▸ **TASK TO COMPLETE**: For this exercise, copy the records below exactly and exclude every image.

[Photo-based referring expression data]
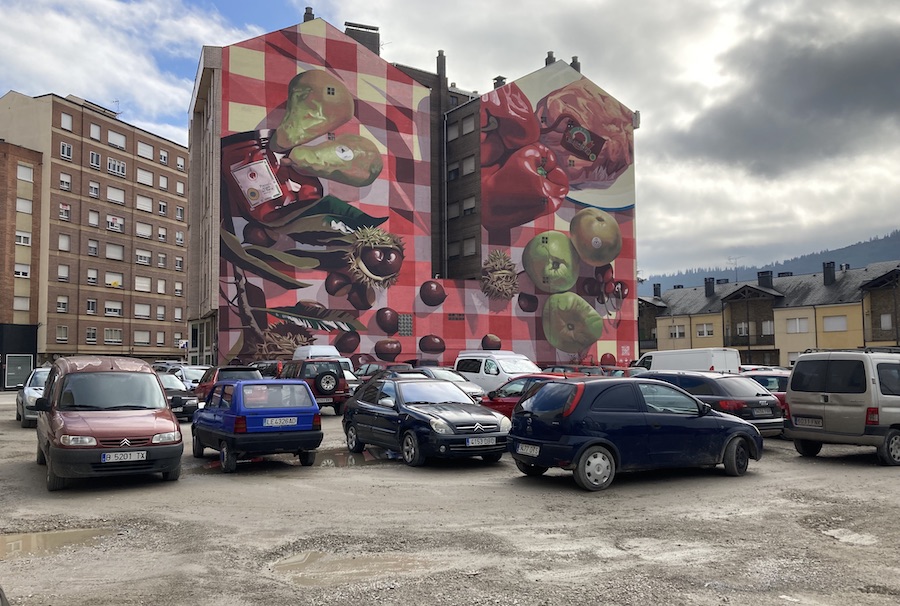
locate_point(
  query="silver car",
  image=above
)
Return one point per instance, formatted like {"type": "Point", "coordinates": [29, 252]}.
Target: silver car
{"type": "Point", "coordinates": [30, 391]}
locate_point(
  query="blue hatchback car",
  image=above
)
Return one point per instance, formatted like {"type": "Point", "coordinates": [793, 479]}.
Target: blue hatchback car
{"type": "Point", "coordinates": [599, 426]}
{"type": "Point", "coordinates": [244, 418]}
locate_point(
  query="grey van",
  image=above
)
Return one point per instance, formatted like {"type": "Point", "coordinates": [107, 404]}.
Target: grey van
{"type": "Point", "coordinates": [845, 397]}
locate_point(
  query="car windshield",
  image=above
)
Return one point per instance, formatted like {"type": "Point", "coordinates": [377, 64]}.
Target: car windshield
{"type": "Point", "coordinates": [38, 378]}
{"type": "Point", "coordinates": [432, 392]}
{"type": "Point", "coordinates": [512, 365]}
{"type": "Point", "coordinates": [111, 391]}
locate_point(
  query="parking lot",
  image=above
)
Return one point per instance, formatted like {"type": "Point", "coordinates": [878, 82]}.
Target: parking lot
{"type": "Point", "coordinates": [367, 529]}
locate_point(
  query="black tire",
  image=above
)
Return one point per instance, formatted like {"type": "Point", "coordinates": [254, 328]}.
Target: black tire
{"type": "Point", "coordinates": [737, 457]}
{"type": "Point", "coordinates": [595, 468]}
{"type": "Point", "coordinates": [530, 470]}
{"type": "Point", "coordinates": [889, 450]}
{"type": "Point", "coordinates": [412, 453]}
{"type": "Point", "coordinates": [807, 448]}
{"type": "Point", "coordinates": [196, 446]}
{"type": "Point", "coordinates": [326, 382]}
{"type": "Point", "coordinates": [228, 458]}
{"type": "Point", "coordinates": [353, 442]}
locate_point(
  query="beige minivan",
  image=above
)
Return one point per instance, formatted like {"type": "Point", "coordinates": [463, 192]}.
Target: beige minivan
{"type": "Point", "coordinates": [845, 397]}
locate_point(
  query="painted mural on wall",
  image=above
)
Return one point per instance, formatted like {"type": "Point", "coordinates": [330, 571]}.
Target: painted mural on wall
{"type": "Point", "coordinates": [326, 212]}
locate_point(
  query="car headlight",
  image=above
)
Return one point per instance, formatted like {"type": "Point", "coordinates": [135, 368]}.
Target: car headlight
{"type": "Point", "coordinates": [169, 436]}
{"type": "Point", "coordinates": [440, 426]}
{"type": "Point", "coordinates": [78, 440]}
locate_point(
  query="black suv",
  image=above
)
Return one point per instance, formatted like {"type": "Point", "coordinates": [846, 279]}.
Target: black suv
{"type": "Point", "coordinates": [735, 394]}
{"type": "Point", "coordinates": [325, 377]}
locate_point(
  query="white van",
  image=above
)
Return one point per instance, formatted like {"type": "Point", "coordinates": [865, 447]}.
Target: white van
{"type": "Point", "coordinates": [721, 359]}
{"type": "Point", "coordinates": [492, 368]}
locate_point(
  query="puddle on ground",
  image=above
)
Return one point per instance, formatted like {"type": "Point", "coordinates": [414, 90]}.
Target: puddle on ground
{"type": "Point", "coordinates": [12, 545]}
{"type": "Point", "coordinates": [317, 569]}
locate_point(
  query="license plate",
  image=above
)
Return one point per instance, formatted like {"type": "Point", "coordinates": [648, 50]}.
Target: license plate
{"type": "Point", "coordinates": [807, 422]}
{"type": "Point", "coordinates": [528, 450]}
{"type": "Point", "coordinates": [123, 457]}
{"type": "Point", "coordinates": [279, 421]}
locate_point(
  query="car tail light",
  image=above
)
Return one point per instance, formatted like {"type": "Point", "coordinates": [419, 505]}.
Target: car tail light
{"type": "Point", "coordinates": [731, 405]}
{"type": "Point", "coordinates": [573, 399]}
{"type": "Point", "coordinates": [872, 416]}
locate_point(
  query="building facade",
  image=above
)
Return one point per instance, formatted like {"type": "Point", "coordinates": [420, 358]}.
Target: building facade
{"type": "Point", "coordinates": [105, 230]}
{"type": "Point", "coordinates": [346, 200]}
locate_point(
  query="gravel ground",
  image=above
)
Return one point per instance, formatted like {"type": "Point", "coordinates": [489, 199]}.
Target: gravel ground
{"type": "Point", "coordinates": [366, 529]}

▸ **SOLUTION FOR THIS PROBLEM**:
locate_point(
  query="silver car",
  image=above
)
Return one point per instance, formatted like {"type": "Point", "coordinates": [29, 252]}.
Target: silver car
{"type": "Point", "coordinates": [30, 391]}
locate_point(
  query="blue hatchback car",
  image=above
)
Return one point per instance, formatted like {"type": "Point", "coordinates": [793, 479]}.
Target: blue hatchback car
{"type": "Point", "coordinates": [599, 426]}
{"type": "Point", "coordinates": [244, 418]}
locate_point(
  query="grey van",
  image=above
)
Return one point per instance, formatted like {"type": "Point", "coordinates": [107, 404]}.
Target: grey van
{"type": "Point", "coordinates": [845, 397]}
locate_point(
  query="car windshield",
  image=above
)
Return one point per instance, formatted like {"type": "Point", "coordinates": [377, 64]}.
Target: car windshield
{"type": "Point", "coordinates": [38, 378]}
{"type": "Point", "coordinates": [432, 392]}
{"type": "Point", "coordinates": [512, 365]}
{"type": "Point", "coordinates": [111, 391]}
locate_point(
  query="parking lot",
  image=above
)
Return one point per instance, formatted like {"type": "Point", "coordinates": [878, 82]}.
Target: parking lot
{"type": "Point", "coordinates": [367, 529]}
locate_point(
  query="black tire",
  image=above
)
Return one point per instance, formatted like {"type": "Point", "coordinates": [254, 328]}.
Target: black tire
{"type": "Point", "coordinates": [737, 457]}
{"type": "Point", "coordinates": [595, 468]}
{"type": "Point", "coordinates": [530, 470]}
{"type": "Point", "coordinates": [889, 450]}
{"type": "Point", "coordinates": [412, 453]}
{"type": "Point", "coordinates": [807, 448]}
{"type": "Point", "coordinates": [196, 446]}
{"type": "Point", "coordinates": [326, 382]}
{"type": "Point", "coordinates": [228, 458]}
{"type": "Point", "coordinates": [353, 442]}
locate_point(
  query="beige minivan",
  image=above
)
Return one point per instance, formatted like {"type": "Point", "coordinates": [463, 192]}.
Target: beige minivan
{"type": "Point", "coordinates": [845, 397]}
locate_point(
  query="painted mural on wall",
  image=above
)
Return one point per instance, formatted like {"type": "Point", "coordinates": [330, 571]}.
Target: painted mural on wall
{"type": "Point", "coordinates": [326, 212]}
locate_point(
  query="car headlight",
  image=above
)
Return one point per instance, formatted like {"type": "Point", "coordinates": [135, 368]}.
Target: car headlight
{"type": "Point", "coordinates": [169, 436]}
{"type": "Point", "coordinates": [440, 426]}
{"type": "Point", "coordinates": [78, 440]}
locate_point(
  query="black suv",
  image=above
)
Return one point per instance, formatted like {"type": "Point", "coordinates": [846, 279]}.
Target: black suv
{"type": "Point", "coordinates": [735, 394]}
{"type": "Point", "coordinates": [325, 377]}
locate_point(
  query="white van",
  image=above
)
Return one point per instance, formatted like {"type": "Point", "coordinates": [865, 447]}.
Target: white van
{"type": "Point", "coordinates": [721, 359]}
{"type": "Point", "coordinates": [492, 368]}
locate_point(
  query="puddle on ground",
  image=above
)
Return one point per instance, formatted like {"type": "Point", "coordinates": [414, 90]}.
Target: puddle on ground
{"type": "Point", "coordinates": [12, 545]}
{"type": "Point", "coordinates": [317, 569]}
locate_point(
  query="license plate",
  image=above
)
Return one point per instance, formatted like {"type": "Point", "coordinates": [648, 50]}.
Target: license plate
{"type": "Point", "coordinates": [807, 422]}
{"type": "Point", "coordinates": [528, 450]}
{"type": "Point", "coordinates": [123, 457]}
{"type": "Point", "coordinates": [279, 421]}
locate_point(
  query="car tail light",
  image=above
)
Return one point per instance, formatted like {"type": "Point", "coordinates": [419, 505]}.
Target: car tail light
{"type": "Point", "coordinates": [731, 405]}
{"type": "Point", "coordinates": [573, 399]}
{"type": "Point", "coordinates": [872, 416]}
locate_point(
  query="building facade",
  image=above
)
Return one point per instance, formatted like {"type": "Point", "coordinates": [420, 358]}.
Target: building facade
{"type": "Point", "coordinates": [105, 230]}
{"type": "Point", "coordinates": [346, 200]}
locate_point(
  query="gravel ground",
  image=above
)
Return one point per instance, formatted like {"type": "Point", "coordinates": [489, 199]}.
Target: gravel ground
{"type": "Point", "coordinates": [366, 529]}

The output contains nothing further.